▸ TEXTO FORNECIDO:
━━━━━━━━━━━━━━━━━━━━━━━━━━━━━━
Nem toda a elevação da glicemia ocorre na sequência da ingestão de hidratos de carbono. Para além deste último três grandes mecanismos podem resultar em elevação da glicemia:
1) se a dose de insulina basal for insuficiente pode ocorrer elevação espontânea da glicemia por mobilização de reservas corporais;
2) se o organismo experimentar um período de libertação de hormonas de stress (por exemplo, na sequência de atividade física de alta intensidade ou durante períodos de doença aguda);
3) após ingestão de quantidades excessivas de proteína e gordura.
A ingestão excessiva de proteína e gordura pode ser difícil de definir, com grande variação entre indivíduos. Considera-se habitualmente que uma refeição é rica em proteína se contiver mais de 30 – 40 gramas de proteína em conjunção com outros nutrientes. Uma refeição rica em gordura tem impacto glicémico se contiver mais de 35 – 50 gramas de gordura.
O impacto glicémico de uma refeição rica em proteínas e gordura geralmente só ocorre tardiamente, pelo menos 1 - 2 horas após a refeição, e pode ocorrer mais de 3 horas depois da refeição. O teor em gordura tem relação com o atraso do impacto glicémico. Quando a refeição é muito rica em gordura pode ocorrer hipoglicemia 1 a 2 horas depois da refeição com elevação posterior da glicemia. O efeito hiperglicemiante pode ser mais pronunciado durante a noite.
━━━━━━━━━━━━━━━━━━━━━━━━━━━━━━
▸ SOBRE O EXERCÍCIO: Reescreva tudo o que vai desde "A ingestão excessiva" até "gramas de gordura." no texto sobre a glicemia, trocando "gramas" por "g". As linhas não têm qualquer relação com o texto sobre a glicemia.
━━━━━━━━━━━━━━━━━━━━━━━━━━━━━━
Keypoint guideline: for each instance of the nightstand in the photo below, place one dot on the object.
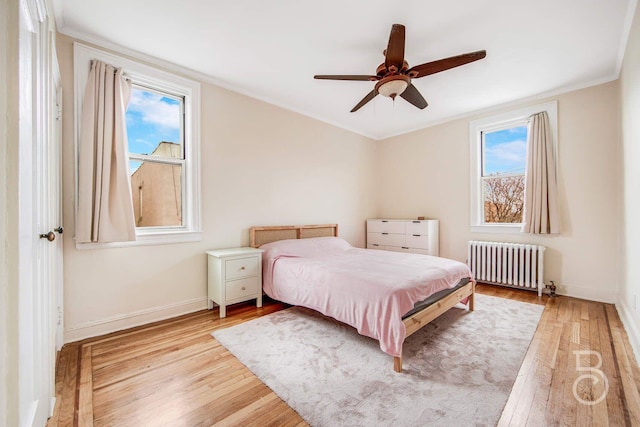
(234, 275)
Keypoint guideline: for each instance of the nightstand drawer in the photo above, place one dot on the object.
(242, 267)
(241, 288)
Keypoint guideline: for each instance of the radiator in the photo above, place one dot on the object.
(510, 264)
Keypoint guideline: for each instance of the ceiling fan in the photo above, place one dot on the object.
(394, 76)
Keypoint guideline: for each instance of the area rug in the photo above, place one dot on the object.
(458, 370)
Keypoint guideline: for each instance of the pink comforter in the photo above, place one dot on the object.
(368, 289)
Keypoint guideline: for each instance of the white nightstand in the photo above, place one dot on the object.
(234, 275)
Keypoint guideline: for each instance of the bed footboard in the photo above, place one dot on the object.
(421, 318)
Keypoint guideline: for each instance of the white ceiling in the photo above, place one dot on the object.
(271, 50)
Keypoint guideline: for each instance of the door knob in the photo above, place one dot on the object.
(50, 236)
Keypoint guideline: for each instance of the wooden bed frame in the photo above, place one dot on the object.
(262, 235)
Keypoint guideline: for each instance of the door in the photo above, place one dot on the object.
(39, 199)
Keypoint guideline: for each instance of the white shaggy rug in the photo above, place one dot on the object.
(458, 370)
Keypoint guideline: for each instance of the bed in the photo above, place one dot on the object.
(384, 295)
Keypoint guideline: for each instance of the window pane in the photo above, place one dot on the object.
(503, 199)
(156, 190)
(504, 151)
(154, 124)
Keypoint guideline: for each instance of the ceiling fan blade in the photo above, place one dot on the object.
(366, 99)
(394, 55)
(445, 64)
(412, 95)
(347, 77)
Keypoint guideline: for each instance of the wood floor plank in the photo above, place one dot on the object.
(174, 373)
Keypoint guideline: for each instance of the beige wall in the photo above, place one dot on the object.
(628, 304)
(427, 173)
(261, 165)
(9, 19)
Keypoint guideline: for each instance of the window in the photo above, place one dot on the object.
(156, 157)
(162, 126)
(498, 163)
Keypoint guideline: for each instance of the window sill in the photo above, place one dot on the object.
(497, 229)
(148, 239)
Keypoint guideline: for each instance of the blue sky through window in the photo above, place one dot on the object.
(151, 118)
(505, 151)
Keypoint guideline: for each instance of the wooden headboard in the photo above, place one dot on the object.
(261, 235)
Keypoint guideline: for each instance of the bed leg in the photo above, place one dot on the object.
(397, 364)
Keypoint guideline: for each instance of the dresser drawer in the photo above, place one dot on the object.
(417, 241)
(241, 289)
(241, 267)
(385, 226)
(387, 239)
(418, 227)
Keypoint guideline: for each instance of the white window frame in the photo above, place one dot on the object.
(151, 77)
(496, 122)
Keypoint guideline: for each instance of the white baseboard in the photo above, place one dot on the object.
(591, 294)
(630, 326)
(129, 320)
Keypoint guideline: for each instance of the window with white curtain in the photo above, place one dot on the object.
(498, 148)
(164, 146)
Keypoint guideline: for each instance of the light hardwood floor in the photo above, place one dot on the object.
(174, 373)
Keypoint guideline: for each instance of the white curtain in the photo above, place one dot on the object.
(541, 215)
(105, 209)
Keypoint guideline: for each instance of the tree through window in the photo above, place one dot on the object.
(504, 157)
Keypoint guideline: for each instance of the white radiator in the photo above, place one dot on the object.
(510, 264)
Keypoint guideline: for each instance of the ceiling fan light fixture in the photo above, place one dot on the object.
(392, 86)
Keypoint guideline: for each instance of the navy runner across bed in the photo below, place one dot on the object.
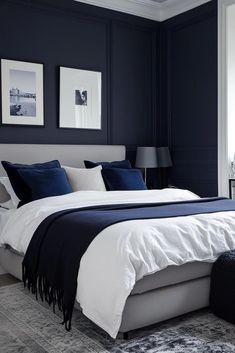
(51, 263)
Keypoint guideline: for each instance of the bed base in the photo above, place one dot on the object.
(142, 309)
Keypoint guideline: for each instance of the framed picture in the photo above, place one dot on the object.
(80, 99)
(22, 93)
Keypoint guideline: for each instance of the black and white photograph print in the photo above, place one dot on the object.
(22, 93)
(80, 97)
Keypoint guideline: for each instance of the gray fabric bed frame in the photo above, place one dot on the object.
(148, 307)
(151, 306)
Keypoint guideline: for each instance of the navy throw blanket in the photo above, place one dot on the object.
(51, 263)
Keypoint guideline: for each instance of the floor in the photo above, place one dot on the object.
(6, 280)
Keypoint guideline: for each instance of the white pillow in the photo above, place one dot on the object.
(13, 202)
(85, 179)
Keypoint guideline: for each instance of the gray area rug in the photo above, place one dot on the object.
(28, 326)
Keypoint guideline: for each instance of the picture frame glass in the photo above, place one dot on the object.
(22, 93)
(80, 99)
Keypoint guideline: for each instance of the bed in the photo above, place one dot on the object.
(168, 293)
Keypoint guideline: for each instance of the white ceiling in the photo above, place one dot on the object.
(158, 10)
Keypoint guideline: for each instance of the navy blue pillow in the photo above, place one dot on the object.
(123, 179)
(20, 187)
(46, 182)
(116, 164)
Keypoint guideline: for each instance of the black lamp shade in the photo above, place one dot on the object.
(164, 157)
(146, 157)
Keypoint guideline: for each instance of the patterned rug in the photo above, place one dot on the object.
(28, 326)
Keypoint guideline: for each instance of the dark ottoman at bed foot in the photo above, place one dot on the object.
(222, 292)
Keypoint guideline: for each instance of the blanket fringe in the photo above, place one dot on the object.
(38, 285)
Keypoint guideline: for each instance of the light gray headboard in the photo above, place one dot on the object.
(70, 155)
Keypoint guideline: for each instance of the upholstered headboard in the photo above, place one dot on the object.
(70, 155)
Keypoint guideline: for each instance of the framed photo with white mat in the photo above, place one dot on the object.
(22, 93)
(80, 99)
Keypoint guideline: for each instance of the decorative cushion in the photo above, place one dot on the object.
(85, 179)
(45, 182)
(123, 179)
(20, 187)
(125, 164)
(8, 197)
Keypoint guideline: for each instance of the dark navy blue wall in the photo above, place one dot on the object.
(71, 34)
(189, 104)
(159, 80)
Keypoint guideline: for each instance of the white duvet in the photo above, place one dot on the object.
(125, 252)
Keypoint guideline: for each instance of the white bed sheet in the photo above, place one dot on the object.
(126, 252)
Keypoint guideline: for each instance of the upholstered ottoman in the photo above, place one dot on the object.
(222, 292)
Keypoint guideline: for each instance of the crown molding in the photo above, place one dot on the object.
━━━━━━━━━━━━━━━━━━━━━━━━━━━━━━
▸ RESOLUÇÃO DO PROBLEMA:
A ingestão excessiva de proteína e gordura pode ser difícil de definir, com grande variação entre indivíduos. Considera-se habitualmente que uma refeição é rica em proteína se contiver mais de 30 – 40 g de proteína em conjunção com outros nutrientes. Uma refeição rica em gordura tem impacto glicémico se contiver mais de 35 – 50 g de gordura.